• **Document text**:
____
Saturday, April 17, 2010

Original sources

"OUTRAGEOUS!!!!" "CAN YOU BELIEVE IT????" "UNBELIEVABLE!!!"

Fake virus warnings, missing children found ten years ago, precocious children dying of dreaded diseases who curse you to hell for not forwarding the email, threats real or imagined to our national security and freedoms of religion and speech... since I seldom see anything new in these, I have to wonder how carefully these are read before the emails are dutifully forwarded (as instructed at the end of every missive) to everyone in one's address book. Most of these can be easily debunked by a careful reading of the email itself. The rest can be debunked by spending a little effort and a little time by going to the original sources helpfully cited in the email themselves. Or of, course, by forwarding them to me, but as my friends and family have discovered, I tend to get a bit snarky in my responses, so it might be easier on your tender feelings to do your own research.

Of all these offending emails, the ones I find most irksome are those with a political nature. I might very well disagree with the political figure or group a particular email vituperates against. What bothers me is that the emails are so full of misinformation, quotes taken out of context and in many cases, outright lies. And I cannot help but to wonder how much the originator truly misunderstood the situation and how much they carefully cherry-picked their information in order to deliberately discredit a person or group, and incite hatred, knowing that from there people would react emotionally instead of intellectually, and unknowingly spread those lies.

The current round of myths coming into my inbox concern our current administration and its policies. First let me say that I don't agree 100% with the current administration, just like I didn't with the previous one, or the one before, or the one before. I have my own reasons for disagreeing, based upon what I actually have heard and read. So if an email tells me some horrible thing is in this section and that line of the health reform bill, I look it up - and I don't find that particular phrase, neither where the email told me to look for it nor in a word/phrase search of the entire document. Those things are not in there. There's plenty that is unacceptable to me, but no one ever puts those things in an email to forward on, possibly because they are not nearly as scary as the made up stuff. Likewise with the emails I got about the previous administration's Patriot Act bill - the scary stuff that came in to my inbox was not contained in that bill. The same goes from quotes that a president or senator or congresswoman supposedly said in some news conference; in looking up the original source, one finds that they did say something silly or boneheaded, but it wasn't what the email said it was, nor as incendiary.

Since this blog is supposed to be about books, I'll get to my point by mentioning two bestselling books: Barack Obama's "Dreams From My Father" and "The Audacity of Hope". One recent email I received started out insisting that every true and concerned American should read these two books, and offered up "direct" quotes from the two books which showed racism, religious bigotry, and power madness.

Well, I did. Read the books, that is, or at least I listened to the audio versions. Not because the email told me to, but because I wanted to know where the man was coming from, for my own understanding, even before I got the email. Anyone want to guess where I'm going with this? Every single one of those quotes was taken out of context. Every single one. One was truncated, another merged with another quote with all the parts in-between left out. All had doomsaying conclusions drawn from them, which conclusions themselves took great liberty with the actual words quoted.

People read book reviews because they haven't time to read every single book out there. So they put their trust in a reviewer who may or may not interpret the book the same way they would. The reviewer may or may not have the same values as the reader, or the writer for that matter, would could in itself color their judgment when reviewing.

My point is this. Regardless of what you feel about a person or their ideals, don't let someone else make that decision for you. Do not assume that a quote is as "direct' as it purports to be. Look it up. You don't have to spend the money on your own copy, even; there are these wonderful institutions known as Public Libraries which will allow you to peruse to your heart's content for free. The information is out there, but it isn't necessarily going to come to you when you're plugged in. I cannot say that reading either book has improved or sullied my opinion as it was before; I still agree where I agreed before and disagree where I disagreed before. I never thought our President was the Messiah; I never thought he was the anti-Christ. But I do understand why he believes as he does. And I got there from reading from the original sources.
____
• **Questions on the material**:
1. Decide whether each statement agrees with the blog post on original sources, answering yes or no and quoting the deciding words of the post: (a) The writer read both Obama books in print. (b) The writer says reading the books left the writer's earlier opinion unchanged. (c) The writer found the phrases the email cited in the health reform bill.
2. List every phrase written in capital letters inside quotation marks at the start of the blog post on original sources.
____
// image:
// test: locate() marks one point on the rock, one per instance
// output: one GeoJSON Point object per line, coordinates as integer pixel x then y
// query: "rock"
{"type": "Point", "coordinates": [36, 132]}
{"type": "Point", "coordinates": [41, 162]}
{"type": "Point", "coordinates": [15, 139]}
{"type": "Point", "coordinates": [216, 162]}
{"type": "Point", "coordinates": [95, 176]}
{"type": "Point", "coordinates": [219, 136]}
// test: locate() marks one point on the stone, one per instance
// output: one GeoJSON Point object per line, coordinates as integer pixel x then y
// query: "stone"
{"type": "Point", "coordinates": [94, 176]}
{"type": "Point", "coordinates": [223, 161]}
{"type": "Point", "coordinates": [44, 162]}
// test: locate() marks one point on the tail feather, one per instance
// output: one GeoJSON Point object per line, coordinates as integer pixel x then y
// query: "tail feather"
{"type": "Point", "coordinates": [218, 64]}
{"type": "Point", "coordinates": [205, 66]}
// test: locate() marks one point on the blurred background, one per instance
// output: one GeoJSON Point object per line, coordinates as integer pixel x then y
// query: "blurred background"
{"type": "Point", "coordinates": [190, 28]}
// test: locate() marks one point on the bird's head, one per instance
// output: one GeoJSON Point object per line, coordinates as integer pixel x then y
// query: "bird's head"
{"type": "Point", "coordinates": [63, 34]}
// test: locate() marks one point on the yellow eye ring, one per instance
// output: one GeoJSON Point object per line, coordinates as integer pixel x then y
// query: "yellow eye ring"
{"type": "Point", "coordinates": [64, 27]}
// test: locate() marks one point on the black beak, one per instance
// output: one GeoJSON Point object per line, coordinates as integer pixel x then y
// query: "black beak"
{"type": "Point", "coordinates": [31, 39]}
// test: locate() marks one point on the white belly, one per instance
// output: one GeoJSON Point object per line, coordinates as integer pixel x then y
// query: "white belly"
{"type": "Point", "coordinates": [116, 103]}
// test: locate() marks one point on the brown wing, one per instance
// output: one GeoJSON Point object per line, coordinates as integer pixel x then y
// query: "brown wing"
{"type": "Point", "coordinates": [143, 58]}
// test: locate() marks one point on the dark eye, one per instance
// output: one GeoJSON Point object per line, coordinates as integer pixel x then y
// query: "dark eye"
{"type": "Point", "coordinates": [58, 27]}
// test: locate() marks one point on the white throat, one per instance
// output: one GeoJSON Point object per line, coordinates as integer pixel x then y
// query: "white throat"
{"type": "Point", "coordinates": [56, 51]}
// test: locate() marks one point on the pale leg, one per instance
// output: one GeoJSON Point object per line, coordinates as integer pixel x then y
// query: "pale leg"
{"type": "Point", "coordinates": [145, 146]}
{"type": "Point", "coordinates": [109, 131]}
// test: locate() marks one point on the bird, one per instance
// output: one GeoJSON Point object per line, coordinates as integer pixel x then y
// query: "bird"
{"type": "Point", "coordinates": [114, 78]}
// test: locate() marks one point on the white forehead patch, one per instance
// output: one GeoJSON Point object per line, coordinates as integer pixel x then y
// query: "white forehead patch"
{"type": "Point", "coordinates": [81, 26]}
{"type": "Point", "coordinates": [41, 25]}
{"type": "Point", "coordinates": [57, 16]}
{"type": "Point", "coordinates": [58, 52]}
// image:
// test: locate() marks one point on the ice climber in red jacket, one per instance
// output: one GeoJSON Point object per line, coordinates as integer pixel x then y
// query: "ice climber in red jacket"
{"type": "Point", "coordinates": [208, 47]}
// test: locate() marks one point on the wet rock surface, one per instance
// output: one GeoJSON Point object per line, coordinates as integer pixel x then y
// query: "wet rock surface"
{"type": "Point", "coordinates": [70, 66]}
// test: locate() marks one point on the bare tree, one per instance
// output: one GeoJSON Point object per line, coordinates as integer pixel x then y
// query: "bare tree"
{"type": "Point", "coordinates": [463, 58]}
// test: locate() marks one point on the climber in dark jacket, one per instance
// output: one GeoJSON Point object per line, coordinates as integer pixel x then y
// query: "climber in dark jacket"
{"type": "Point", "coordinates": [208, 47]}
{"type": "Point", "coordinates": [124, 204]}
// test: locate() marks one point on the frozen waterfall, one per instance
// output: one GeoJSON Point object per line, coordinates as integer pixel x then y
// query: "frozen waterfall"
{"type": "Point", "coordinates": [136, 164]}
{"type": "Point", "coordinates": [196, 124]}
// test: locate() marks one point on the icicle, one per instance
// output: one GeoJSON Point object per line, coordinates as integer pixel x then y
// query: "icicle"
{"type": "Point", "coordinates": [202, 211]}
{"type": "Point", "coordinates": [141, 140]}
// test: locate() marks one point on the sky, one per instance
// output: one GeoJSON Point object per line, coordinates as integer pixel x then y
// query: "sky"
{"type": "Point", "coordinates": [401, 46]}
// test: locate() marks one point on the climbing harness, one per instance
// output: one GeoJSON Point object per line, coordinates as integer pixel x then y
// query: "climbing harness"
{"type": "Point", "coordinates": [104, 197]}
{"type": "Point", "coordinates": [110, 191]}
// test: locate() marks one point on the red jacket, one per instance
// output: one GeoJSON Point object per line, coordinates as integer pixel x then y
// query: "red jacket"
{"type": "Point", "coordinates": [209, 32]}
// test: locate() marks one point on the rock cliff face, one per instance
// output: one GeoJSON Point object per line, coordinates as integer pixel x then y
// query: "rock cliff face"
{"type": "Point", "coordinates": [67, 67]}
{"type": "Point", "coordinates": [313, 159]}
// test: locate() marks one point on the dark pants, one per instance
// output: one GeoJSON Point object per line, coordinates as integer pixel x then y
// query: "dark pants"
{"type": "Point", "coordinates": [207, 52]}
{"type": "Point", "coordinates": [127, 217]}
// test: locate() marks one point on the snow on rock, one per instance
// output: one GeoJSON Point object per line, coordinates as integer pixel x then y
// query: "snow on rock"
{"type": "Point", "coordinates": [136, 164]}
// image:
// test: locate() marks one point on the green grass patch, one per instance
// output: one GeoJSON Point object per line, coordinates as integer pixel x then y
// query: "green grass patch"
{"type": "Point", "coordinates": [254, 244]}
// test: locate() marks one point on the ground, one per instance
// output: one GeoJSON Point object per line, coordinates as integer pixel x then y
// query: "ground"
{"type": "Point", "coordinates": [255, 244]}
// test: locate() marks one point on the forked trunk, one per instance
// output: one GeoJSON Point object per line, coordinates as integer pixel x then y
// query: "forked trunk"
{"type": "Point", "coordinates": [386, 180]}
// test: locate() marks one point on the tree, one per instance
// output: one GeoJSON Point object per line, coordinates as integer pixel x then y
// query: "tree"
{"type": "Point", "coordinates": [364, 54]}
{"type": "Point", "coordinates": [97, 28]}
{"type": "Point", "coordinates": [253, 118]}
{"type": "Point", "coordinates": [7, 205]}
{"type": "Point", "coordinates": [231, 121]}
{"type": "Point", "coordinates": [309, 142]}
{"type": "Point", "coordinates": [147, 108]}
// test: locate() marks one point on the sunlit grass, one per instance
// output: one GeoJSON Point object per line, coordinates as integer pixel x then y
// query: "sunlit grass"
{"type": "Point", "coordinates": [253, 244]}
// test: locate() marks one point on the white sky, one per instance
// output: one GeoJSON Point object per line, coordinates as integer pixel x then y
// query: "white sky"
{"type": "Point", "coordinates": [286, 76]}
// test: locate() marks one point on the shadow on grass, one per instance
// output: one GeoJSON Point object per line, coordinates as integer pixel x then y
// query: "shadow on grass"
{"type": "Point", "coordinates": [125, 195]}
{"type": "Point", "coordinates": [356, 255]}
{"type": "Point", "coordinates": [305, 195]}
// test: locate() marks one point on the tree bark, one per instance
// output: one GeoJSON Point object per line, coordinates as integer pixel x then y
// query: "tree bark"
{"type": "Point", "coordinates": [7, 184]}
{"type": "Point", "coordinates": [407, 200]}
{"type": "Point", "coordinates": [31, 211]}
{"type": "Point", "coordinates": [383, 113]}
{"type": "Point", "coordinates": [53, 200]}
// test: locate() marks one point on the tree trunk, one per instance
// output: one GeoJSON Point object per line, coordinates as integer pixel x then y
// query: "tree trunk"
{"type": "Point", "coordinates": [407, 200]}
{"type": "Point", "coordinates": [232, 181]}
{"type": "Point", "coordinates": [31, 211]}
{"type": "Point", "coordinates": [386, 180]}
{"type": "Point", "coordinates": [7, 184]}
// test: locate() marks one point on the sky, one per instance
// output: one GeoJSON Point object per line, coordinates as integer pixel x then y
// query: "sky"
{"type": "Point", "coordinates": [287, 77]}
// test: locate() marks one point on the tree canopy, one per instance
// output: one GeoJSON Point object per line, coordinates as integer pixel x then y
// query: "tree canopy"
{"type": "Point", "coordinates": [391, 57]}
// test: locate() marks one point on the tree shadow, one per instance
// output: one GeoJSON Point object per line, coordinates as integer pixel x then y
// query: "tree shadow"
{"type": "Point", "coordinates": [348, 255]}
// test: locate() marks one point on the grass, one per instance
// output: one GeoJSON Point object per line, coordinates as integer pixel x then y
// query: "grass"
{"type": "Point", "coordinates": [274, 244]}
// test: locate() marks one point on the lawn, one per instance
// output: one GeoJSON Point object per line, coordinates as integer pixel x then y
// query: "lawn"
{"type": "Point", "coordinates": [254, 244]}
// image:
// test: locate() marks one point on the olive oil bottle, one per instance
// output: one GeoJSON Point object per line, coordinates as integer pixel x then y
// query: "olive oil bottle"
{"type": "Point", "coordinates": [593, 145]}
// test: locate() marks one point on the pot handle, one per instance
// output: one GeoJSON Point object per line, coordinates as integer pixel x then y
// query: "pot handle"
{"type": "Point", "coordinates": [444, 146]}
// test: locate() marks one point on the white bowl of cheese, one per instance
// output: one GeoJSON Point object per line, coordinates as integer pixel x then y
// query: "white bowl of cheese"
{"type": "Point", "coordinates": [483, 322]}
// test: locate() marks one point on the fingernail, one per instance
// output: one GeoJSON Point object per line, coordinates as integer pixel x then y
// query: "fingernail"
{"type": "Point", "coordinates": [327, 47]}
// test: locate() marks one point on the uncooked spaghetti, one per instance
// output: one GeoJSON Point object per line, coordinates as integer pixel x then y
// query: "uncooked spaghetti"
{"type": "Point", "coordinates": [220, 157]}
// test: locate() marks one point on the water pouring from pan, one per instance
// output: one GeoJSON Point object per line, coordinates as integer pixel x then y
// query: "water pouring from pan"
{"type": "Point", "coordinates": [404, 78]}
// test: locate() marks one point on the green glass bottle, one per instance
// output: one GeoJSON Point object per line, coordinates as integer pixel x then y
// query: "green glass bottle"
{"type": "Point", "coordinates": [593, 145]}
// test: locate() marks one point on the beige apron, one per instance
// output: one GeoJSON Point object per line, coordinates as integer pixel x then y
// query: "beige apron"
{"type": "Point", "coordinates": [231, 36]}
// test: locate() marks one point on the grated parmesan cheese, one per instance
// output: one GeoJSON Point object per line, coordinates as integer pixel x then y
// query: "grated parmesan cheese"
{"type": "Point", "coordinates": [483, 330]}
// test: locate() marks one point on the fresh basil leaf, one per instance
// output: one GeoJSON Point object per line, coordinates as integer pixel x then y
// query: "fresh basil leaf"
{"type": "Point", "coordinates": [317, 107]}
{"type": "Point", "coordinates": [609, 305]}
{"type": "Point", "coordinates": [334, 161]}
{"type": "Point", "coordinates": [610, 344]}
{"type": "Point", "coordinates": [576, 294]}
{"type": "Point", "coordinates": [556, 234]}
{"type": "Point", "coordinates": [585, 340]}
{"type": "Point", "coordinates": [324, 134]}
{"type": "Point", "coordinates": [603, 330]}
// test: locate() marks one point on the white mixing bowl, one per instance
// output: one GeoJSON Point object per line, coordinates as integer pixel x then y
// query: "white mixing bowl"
____
• **Solved problems**:
1.
(a) No: "or at least I listened to the audio versions."
(b) Yes: "I still agree where I agreed before and disagree where I disagreed before."
(c) No: "Those things are not in there."

2.
"OUTRAGEOUS!!!!"
"CAN YOU BELIEVE IT????"
"UNBELIEVABLE!!!"